- Document text -
▼
2024-04-09 09:35:27

by Daniel Wagner

[permalink] [raw]
Subject: [PATCH v5 1/6] nvme: authentication error are always non-retryable

From: Hannes Reinecke <[email protected]>

Any authentication errors which are generated internally are always
non-retryable, so use negative error codes to ensure they are not
retried.

Signed-off-by: Hannes Reinecke <[email protected]>
Signed-off-by: Daniel Wagner <[email protected]>
---
drivers/nvme/host/core.c | 6 +++---
drivers/nvme/host/fabrics.c | 25 +++++++++++++------------
drivers/nvme/host/nvme.h | 2 +-
3 files changed, 17 insertions(+), 16 deletions(-)

diff --git a/drivers/nvme/host/core.c b/drivers/nvme/host/core.c
index 504dc352c458..66387bcca8ae 100644
--- a/drivers/nvme/host/core.c
+++ b/drivers/nvme/host/core.c
@@ -383,14 +383,14 @@ static inline enum nvme_disposition nvme_decide_disposition(struct request *req)
▲
- Supplied information -
▼
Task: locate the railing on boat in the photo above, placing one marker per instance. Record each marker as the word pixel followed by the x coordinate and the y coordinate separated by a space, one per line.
▲
- Challenges -
1. In the NVMe authentication patch, what kind of error codes are used so that internally generated authentication errors are not retried?
2. Please carry on the NVMe authentication patch from its final line.

- Exercise responses -
1. Negative error codes.

2.
if (likely(nvme_req(req)->status == 0))
return COMPLETE;

- if ((nvme_req(req)->status & 0x7ff) == NVME_SC_AUTH_REQUIRED)
- return AUTHENTICATE;
-
if (blk_noretry_request(req) ||
(nvme_req(req)->status & NVME_SC_DNR) ||
nvme_req(req)->retries >= nvme_max_retries)
return COMPLETE;

+ if ((nvme_req(req)->status & 0x7ff) == NVME_SC_AUTH_REQUIRED)
+ return AUTHENTICATE;
+
if (req->cmd_flags & REQ_NVME_MPATH) {
if (nvme_is_path_error(nvme_req(req)->status) ||
blk_queue_dying(req->q))
diff --git a/drivers/nvme/host/fabrics.c b/drivers/nvme/host/fabrics.c
index 1f0ea1f32d22..0166f8a3a3eb 100644
--- a/drivers/nvme/host/fabrics.c
+++ b/drivers/nvme/host/fabrics.c
@@ -467,7 +467,7 @@ int nvmf_connect_admin_queue(struct nvme_ctrl *ctrl)
if (result & NVME_CONNECT_AUTHREQ_ASCR) {
dev_warn(ctrl->device,
"qid 0: secure concatenation is not supported\n");
- ret = NVME_SC_AUTH_REQUIRED;
+ ret = -EOPNOTSUPP;
goto out_free_data;
}
/* Authentication required */
@@ -475,14 +475,14 @@ int nvmf_connect_admin_queue(struct nvme_ctrl *ctrl)
if (ret) {
dev_warn(ctrl->device,
"qid 0: authentication setup failed\n");
- ret = NVME_SC_AUTH_REQUIRED;
goto out_free_data;
}
ret = nvme_auth_wait(ctrl, 0);
- if (ret)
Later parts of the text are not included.